### Problem A
Reproduce word for word the part of the whole-grain and diabetes abstract from "Results: There were" up to and including "gained more weight.".
### Problem B
Using the whole-grain and diabetes abstract, mark each statement yes or no and quote the exact words that decide it: (i) the study included 72,215 women without diabetes at baseline; (ii) median follow-up was 5 years; (iii) results became stronger after adjustment for confounders.

Purpose: Whole grains may offer protection from diabetes by decreasing energy intake, preventing weight gain, and direct effects on insulin resistance. This study examined associations of whole and refined grains with incident type 2 diabetes (T2D) ascertained by self-reported medication use in a cohort of postmenopausal women.
Methods: We included 72,215 women free of diabetes at baseline from the Women's Health Initiative Observational Study. Whole grain consumption was categorized as 0, less than 0.5, 0.5 to 1.0, 1.0 to less than 1.5, 1.5 to less than 2.0, and 2.0 or more servings per day. Proportional hazards regression was performed to estimate hazard ratios (HR) and 95% confidence intervals adjusting for potential confounders.
Results: There were 3465 cases of incident T2D over median follow-up of 7.9 years. Adjusted for age and energy intake per day, successively increasing categories of whole grain consumption were associated with statistically significant reduced risk of incident T2D (HRs, 1.00, 0.83, 0.73, 0.69, 0.61, and 0.57; P for trend < 0.0001). Results were attenuated after adjustment for confounders and other dietary components. The reduction in risk of T2D was greater among nonsmokers and those who maintained their weight within 5 pounds with higher consumption of whole grains than smokers and women who gained more weight.
Conclusions: This large, prospective study found an inverse dose-response relationship between whole grain consumption and incident T2D in postmenopausal women.

### Data supplied
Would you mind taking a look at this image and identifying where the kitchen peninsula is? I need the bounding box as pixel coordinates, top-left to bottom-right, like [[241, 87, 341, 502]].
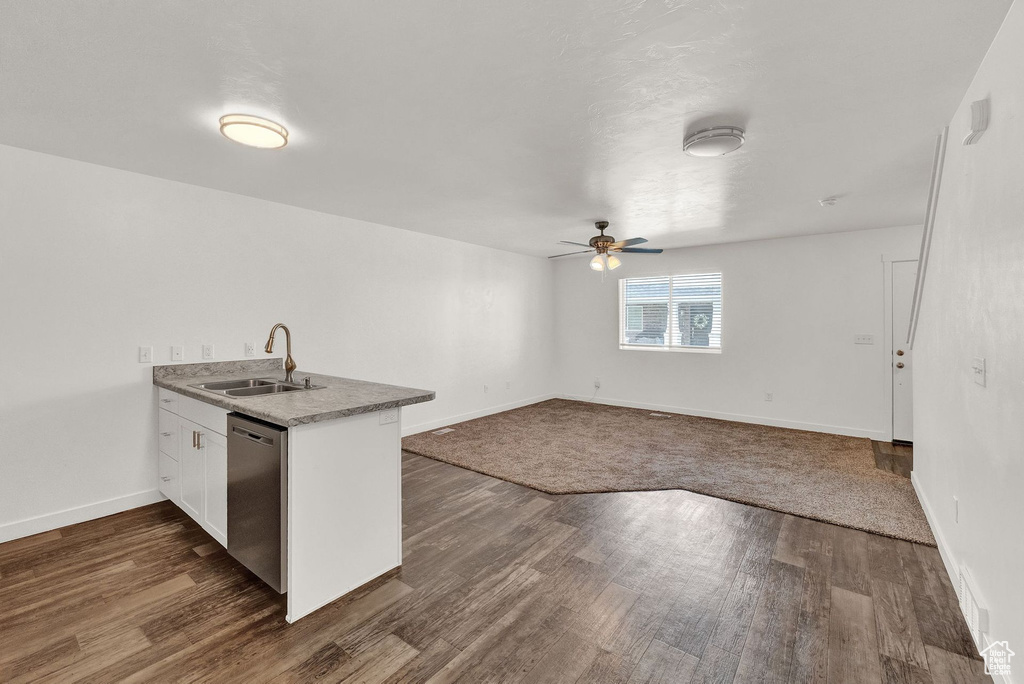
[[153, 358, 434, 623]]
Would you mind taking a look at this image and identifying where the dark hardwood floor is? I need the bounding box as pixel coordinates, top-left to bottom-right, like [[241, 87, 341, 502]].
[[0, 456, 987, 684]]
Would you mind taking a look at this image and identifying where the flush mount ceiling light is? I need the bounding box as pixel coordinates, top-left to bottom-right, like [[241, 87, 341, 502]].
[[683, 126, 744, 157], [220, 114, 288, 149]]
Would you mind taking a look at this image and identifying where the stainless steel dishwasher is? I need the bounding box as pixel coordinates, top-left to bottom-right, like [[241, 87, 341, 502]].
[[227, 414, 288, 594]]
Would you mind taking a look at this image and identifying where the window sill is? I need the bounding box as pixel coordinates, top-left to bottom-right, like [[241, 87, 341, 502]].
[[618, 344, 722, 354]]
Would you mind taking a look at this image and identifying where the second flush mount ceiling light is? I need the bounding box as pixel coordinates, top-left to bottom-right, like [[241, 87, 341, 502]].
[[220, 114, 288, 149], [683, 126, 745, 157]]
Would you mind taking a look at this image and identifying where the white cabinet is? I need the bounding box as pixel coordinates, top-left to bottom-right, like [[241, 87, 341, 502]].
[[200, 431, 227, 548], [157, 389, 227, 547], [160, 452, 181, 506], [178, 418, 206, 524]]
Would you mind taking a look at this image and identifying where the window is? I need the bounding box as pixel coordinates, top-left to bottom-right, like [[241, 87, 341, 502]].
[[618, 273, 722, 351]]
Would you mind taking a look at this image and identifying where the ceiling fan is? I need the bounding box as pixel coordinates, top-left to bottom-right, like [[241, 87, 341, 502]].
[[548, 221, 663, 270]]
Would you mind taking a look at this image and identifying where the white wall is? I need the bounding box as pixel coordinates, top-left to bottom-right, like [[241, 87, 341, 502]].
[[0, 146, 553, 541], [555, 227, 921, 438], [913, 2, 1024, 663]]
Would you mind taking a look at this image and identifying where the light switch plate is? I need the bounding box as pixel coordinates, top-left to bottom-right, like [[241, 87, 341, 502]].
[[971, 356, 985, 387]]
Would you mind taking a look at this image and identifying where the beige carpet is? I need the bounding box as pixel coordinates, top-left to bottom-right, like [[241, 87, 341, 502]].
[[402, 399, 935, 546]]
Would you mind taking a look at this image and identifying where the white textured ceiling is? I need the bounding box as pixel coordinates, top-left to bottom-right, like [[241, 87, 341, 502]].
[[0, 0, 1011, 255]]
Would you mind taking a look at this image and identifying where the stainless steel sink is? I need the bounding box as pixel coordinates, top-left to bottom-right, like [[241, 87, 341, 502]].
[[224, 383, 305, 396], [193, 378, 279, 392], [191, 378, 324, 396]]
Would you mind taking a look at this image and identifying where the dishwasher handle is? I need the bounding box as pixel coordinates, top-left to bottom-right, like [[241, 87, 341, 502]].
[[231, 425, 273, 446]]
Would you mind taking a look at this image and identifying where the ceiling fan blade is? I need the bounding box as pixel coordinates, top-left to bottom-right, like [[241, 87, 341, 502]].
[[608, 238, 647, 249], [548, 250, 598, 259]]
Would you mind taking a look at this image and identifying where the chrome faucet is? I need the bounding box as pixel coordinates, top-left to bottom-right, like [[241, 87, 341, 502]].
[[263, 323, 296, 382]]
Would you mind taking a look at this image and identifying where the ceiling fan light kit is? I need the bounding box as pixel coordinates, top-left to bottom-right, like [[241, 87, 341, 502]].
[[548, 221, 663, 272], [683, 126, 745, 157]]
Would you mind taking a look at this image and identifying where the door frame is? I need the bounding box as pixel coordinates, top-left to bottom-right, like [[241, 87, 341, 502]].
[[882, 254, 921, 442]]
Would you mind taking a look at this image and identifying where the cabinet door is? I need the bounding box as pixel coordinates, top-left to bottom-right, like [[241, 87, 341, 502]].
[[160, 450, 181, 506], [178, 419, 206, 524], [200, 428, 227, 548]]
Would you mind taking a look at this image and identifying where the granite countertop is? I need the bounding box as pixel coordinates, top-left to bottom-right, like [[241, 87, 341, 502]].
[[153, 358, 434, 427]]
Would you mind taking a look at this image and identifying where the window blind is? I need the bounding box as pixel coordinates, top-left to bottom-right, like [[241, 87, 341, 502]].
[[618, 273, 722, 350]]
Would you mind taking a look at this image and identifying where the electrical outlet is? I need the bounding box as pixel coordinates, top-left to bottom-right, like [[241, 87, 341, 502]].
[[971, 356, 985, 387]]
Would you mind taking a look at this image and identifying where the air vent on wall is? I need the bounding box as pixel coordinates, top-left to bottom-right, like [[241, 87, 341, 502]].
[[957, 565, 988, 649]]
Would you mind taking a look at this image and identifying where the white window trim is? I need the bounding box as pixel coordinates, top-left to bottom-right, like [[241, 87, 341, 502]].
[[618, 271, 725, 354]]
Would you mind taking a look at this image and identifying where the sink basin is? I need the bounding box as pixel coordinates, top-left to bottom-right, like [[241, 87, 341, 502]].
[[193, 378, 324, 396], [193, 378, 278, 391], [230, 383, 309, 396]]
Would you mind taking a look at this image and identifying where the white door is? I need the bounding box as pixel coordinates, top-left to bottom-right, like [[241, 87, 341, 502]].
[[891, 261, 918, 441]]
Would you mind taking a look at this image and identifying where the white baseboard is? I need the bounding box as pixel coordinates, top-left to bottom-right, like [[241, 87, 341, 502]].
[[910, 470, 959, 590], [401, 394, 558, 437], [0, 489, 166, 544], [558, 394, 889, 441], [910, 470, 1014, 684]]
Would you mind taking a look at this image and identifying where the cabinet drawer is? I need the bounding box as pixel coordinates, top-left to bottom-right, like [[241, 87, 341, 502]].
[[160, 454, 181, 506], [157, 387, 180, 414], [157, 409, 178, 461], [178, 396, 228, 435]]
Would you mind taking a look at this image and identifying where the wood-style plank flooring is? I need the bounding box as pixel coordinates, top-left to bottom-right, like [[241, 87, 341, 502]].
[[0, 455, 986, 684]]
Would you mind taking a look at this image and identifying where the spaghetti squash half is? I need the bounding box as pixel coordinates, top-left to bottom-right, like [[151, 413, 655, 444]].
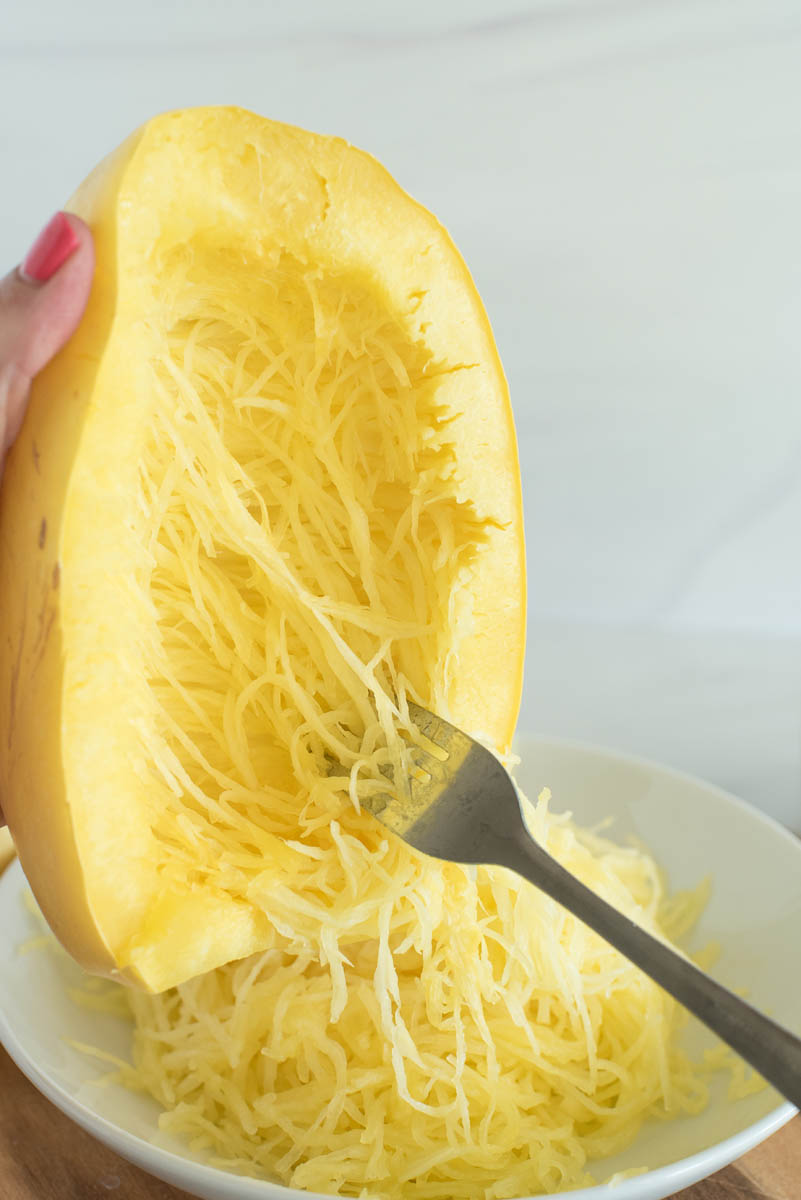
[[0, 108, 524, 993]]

### Result A
Results: There were 3465 cases of incident T2D over median follow-up of 7.9 years. Adjusted for age and energy intake per day, successively increasing categories of whole grain consumption were associated with statistically significant reduced risk of incident T2D (HRs, 1.00, 0.83, 0.73, 0.69, 0.61, and 0.57; P for trend < 0.0001). Results were attenuated after adjustment for confounders and other dietary components. The reduction in risk of T2D was greater among nonsmokers and those who maintained their weight within 5 pounds with higher consumption of whole grains than smokers and women who gained more weight.

### Result B
(i) Yes: "We included 72,215 women free of diabetes at baseline"
(ii) No: "over median follow-up of 7.9 years"
(iii) No: "Results were attenuated after adjustment for confounders and other dietary components."